* **WHAT THE TASK REQUIRES**: Reproduce every line of the material, from its beginning through the line containing "M157 46L165 46L157", with both ends included. Omit the pictures from your output.

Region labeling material

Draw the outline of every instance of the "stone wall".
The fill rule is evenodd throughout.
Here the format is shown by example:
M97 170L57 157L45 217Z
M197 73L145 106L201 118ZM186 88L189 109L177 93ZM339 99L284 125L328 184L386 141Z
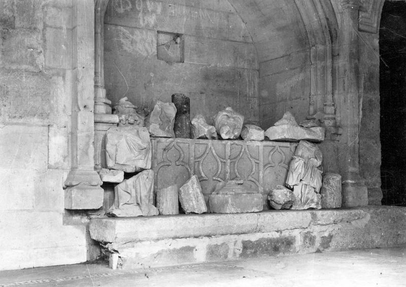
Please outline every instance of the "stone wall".
M73 9L69 0L0 2L0 270L86 260L85 226L62 221Z
M157 46L165 46L157 44L158 31L181 34L183 62L157 58ZM106 88L113 103L125 95L150 109L182 93L190 98L192 117L201 113L210 122L231 106L246 121L259 120L256 52L226 0L111 0L104 48Z

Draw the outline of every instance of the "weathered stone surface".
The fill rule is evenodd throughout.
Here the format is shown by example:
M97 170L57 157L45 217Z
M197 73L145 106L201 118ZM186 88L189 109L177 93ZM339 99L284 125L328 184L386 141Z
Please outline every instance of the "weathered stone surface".
M294 142L303 140L319 142L324 140L324 128L306 128L298 126L281 125L270 127L265 132L265 135L270 140Z
M293 209L321 208L319 194L321 188L322 171L319 169L323 156L314 144L301 140L296 148L289 164L286 185L293 189Z
M207 212L207 207L201 193L199 180L193 175L179 190L179 201L182 208L187 213L202 213Z
M213 194L209 196L209 206L213 213L258 212L262 210L262 195L260 193Z
M114 188L114 206L108 214L118 217L158 215L153 205L154 171L147 169Z
M97 209L103 205L104 191L99 186L77 185L65 190L66 209Z
M269 191L285 185L296 145L269 141L165 138L152 138L151 143L157 190L175 184L182 186L191 176L190 171L194 170L199 178L206 178L201 186L207 201L209 195L218 189L219 180L227 182L236 177L249 185L251 190L262 193L264 208L267 208ZM263 156L259 156L261 154ZM227 162L231 163L230 168L227 168ZM251 173L252 170L255 171Z
M109 168L133 172L151 168L151 141L146 128L111 128L106 137L106 157Z
M304 120L300 122L299 125L303 128L314 128L315 127L319 127L320 125L319 121L315 119L311 119L310 120Z
M244 125L241 131L241 137L244 140L263 140L264 132L255 125Z
M274 126L289 125L297 126L298 125L290 112L286 112L282 118L274 124Z
M171 186L158 189L156 192L156 207L160 214L177 214L179 213L179 199L178 186Z
M340 208L341 207L341 175L327 172L323 176L320 191L322 208Z
M176 107L172 102L158 101L147 118L145 126L152 136L175 137L174 125Z
M205 117L200 114L196 115L192 120L191 131L193 138L217 139L216 128L208 124Z
M124 171L102 168L99 172L100 178L104 182L120 183L124 180Z
M134 125L143 127L144 117L137 112L137 107L128 99L127 97L121 98L113 107L113 114L118 116L119 125Z
M216 130L223 139L234 139L240 136L244 117L229 106L220 111L214 119Z
M293 204L295 196L290 189L277 186L269 192L268 199L270 206L275 209L288 209Z
M176 107L174 131L176 137L190 138L190 99L183 94L172 95Z

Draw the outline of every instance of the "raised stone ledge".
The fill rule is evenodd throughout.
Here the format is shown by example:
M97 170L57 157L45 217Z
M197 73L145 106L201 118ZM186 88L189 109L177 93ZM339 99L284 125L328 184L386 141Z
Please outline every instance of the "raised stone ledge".
M269 210L93 219L115 269L148 268L261 256L402 246L406 208Z
M128 242L269 232L307 228L364 218L361 209L266 210L260 213L178 214L92 220L92 238L104 243Z

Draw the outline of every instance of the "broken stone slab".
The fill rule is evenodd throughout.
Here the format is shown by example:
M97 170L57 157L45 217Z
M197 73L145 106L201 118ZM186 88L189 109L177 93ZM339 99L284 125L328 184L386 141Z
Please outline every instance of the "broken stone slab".
M264 130L255 125L244 125L241 130L241 137L244 140L263 140Z
M295 117L292 115L290 112L286 112L283 114L282 118L278 121L276 123L274 124L274 126L282 126L282 125L289 125L293 126L297 126L297 122L295 120Z
M105 183L120 183L124 180L124 171L102 168L99 172L100 178Z
M206 123L206 119L201 115L196 115L192 120L191 131L193 138L217 139L216 128Z
M209 196L210 212L238 213L262 211L263 200L260 193L212 194Z
M310 120L304 120L300 122L299 125L303 128L314 128L319 127L320 125L318 120L316 119L311 119Z
M151 146L146 128L137 126L114 127L106 135L107 167L134 172L151 168Z
M190 138L190 99L183 94L172 95L176 107L174 131L176 137Z
M176 107L172 102L158 101L147 118L145 126L151 136L175 137L174 125Z
M195 174L179 189L179 201L182 208L187 213L207 212L200 183Z
M277 186L269 192L269 204L275 209L288 209L295 201L293 192L282 186Z
M318 142L324 140L324 128L314 127L307 128L290 125L270 127L265 132L270 140L295 142L308 140Z
M114 188L114 205L107 215L117 217L158 215L153 205L154 171L144 170Z
M322 208L341 207L341 175L327 172L323 177L323 185L320 190Z
M156 192L156 207L159 211L160 214L179 213L179 199L177 185L158 190Z
M244 117L228 106L220 111L214 119L216 130L223 139L235 139L240 136Z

* **TASK ANSWER**:
Draw the outline of every instance of the "stone wall".
The fill rule is evenodd throughout.
Here the format is shown by example:
M97 170L57 157L45 217Z
M197 73L145 106L201 118ZM186 88L189 109L177 93ZM339 99L284 125L328 184L386 141Z
Please outline every instance of the "stone wall".
M73 9L69 0L0 2L0 270L86 260L85 226L62 221Z
M157 46L165 46L157 44L158 31L181 34L183 62L157 58ZM106 88L113 103L125 95L150 109L182 93L190 98L192 117L201 113L210 122L231 106L246 121L259 120L256 52L226 0L111 0L104 48Z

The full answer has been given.